## ABOUT THIS TASK
In the passage about former "Dance Moms" cast members, which university does Brooke Hyland currently attend as a junior?

Paige Hyland is the younger sister of another “Dance Moms” star, Brooke Hyland. Since leaving the show, Paige has modeled in New York Fashion Week. At the moment, she has given up dance and is enjoying the life of a typical teenage girl. She recently went to prom with a guy named Nick Kelley and has racked up over 3 million followers on Instagram.

Brooke Hyland is 20 years old, and she has also hung up her dancing shoes and is enjoying a normal life. She is currently a junior at Ohio University and a member of a sorority. On her Instagram, she seems genuinely happy after abruptly leaving “Dance Moms” in Season 4.

Nia Sioux had always been the underdog, but no more. After seven years with Abby Lee, she left “Dance Moms” and pursued other opportunities in entertainment. She said, “During the show, I couldn’t take all the opportunities that I wanted to, and now since I’m off the show I’m getting to do what I want to do.” Since her exit, Nia has launched her own website, aptly titled Nia Sioux Frazier, where she shares her thoughts and insights on her blog. She has been featured on Nylon Magazine, worked with BeautyCon and is still pursuing dance.

We can’t forget about Mackenzie Ziegler, Maddie’s younger sister. She joined the “Dance Moms” team when she was only 6. Since then, Mackenzie has also made it big for herself. She designed a clothing line with JUSTICE and, like her big sis, wrote a memoir, titled “Kenzie’s Rules for Life: How to Be Happy, Healthy, and Dance to Your Own Beat.”

In the memoir, she gets real about her experience on the show. She said, “I always felt like I had to live up to people’s expectations of me. I thought everyone was constantly judging me, watching each move and tearing it apart, nitpicking everything I did and laughing at me behind my back.” Makenzie shared how she felt she missed out on her childhood as dance consumed her life, not being able to go to parties, take part in after school activities or just hang out with her friends.

## RAW DATA

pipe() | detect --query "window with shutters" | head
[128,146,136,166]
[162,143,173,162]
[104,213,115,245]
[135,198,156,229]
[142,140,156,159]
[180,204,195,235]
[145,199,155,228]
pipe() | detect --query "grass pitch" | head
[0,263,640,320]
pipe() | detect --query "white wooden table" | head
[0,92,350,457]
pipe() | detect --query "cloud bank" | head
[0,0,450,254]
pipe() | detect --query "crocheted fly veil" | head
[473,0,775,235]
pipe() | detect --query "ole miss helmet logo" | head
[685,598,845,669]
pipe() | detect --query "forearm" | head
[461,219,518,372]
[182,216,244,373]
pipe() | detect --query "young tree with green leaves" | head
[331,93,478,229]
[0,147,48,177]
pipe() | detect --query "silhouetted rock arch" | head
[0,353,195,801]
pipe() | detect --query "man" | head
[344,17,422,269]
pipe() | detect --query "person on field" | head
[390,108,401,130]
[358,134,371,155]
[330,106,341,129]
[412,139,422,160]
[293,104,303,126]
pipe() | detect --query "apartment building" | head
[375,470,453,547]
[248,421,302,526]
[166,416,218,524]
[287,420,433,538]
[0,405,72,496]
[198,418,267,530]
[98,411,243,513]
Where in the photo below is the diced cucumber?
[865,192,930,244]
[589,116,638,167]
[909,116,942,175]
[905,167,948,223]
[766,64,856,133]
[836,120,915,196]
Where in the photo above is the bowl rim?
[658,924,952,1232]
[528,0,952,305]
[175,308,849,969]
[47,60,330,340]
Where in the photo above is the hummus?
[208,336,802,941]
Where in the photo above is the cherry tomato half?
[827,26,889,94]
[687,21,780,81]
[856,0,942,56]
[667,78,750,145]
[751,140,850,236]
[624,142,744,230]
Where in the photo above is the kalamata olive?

## TASK RESPONSE
Ohio University